[Point localization data]
__________________________________________________

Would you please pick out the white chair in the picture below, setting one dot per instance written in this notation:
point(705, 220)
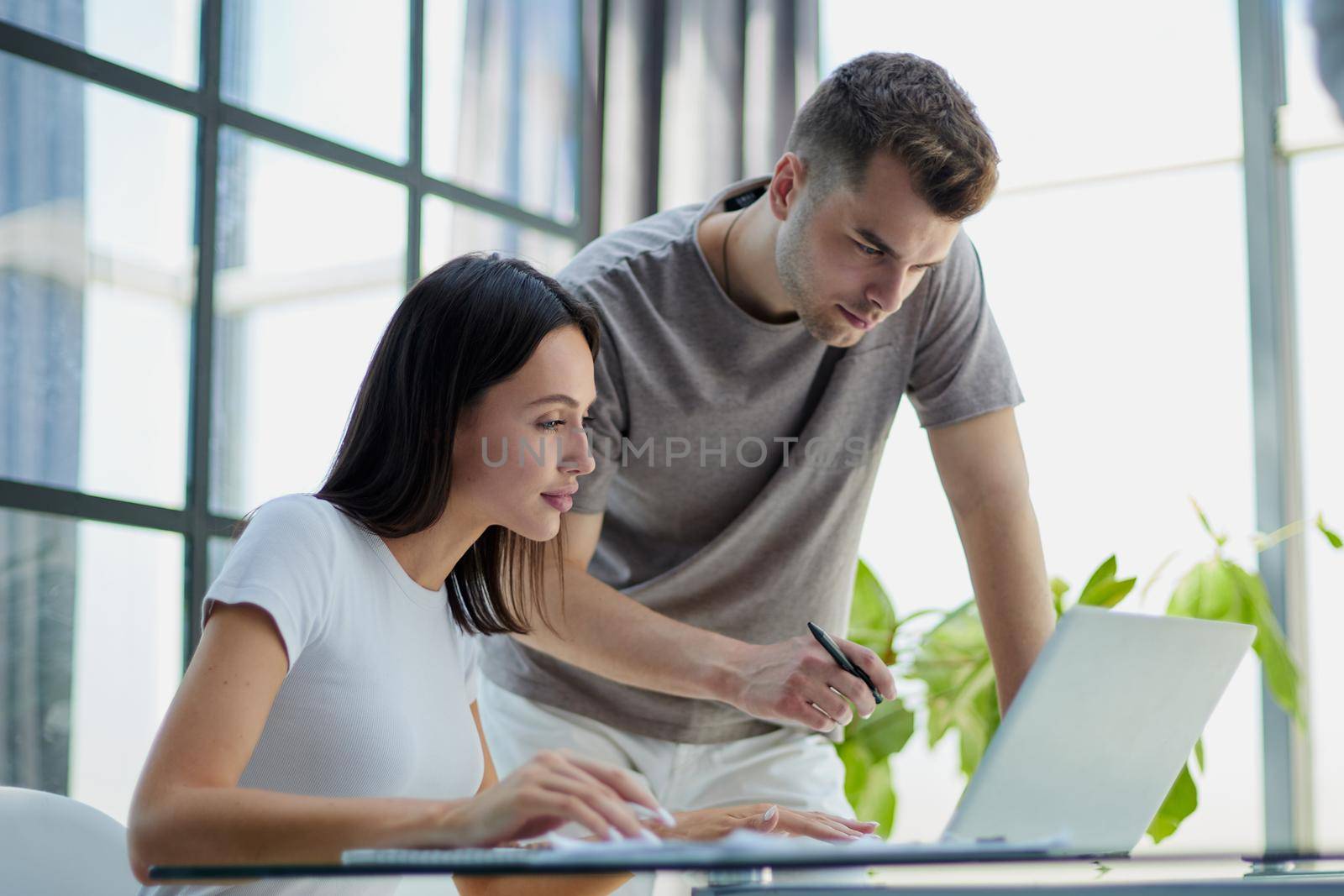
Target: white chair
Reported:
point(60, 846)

__________________________________________________

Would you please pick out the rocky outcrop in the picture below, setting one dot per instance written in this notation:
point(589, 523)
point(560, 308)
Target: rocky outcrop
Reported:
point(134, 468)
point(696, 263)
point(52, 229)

__________________________________________________

**Task goal**
Look through the data above for the word "pick". Report each line where it occurs.

**Response**
Would you please pick out the white chair in the picture below, setting one dot per instance written in this notation:
Would you please pick out the rocky outcrop in the picture below, setting one dot per instance written in this notation:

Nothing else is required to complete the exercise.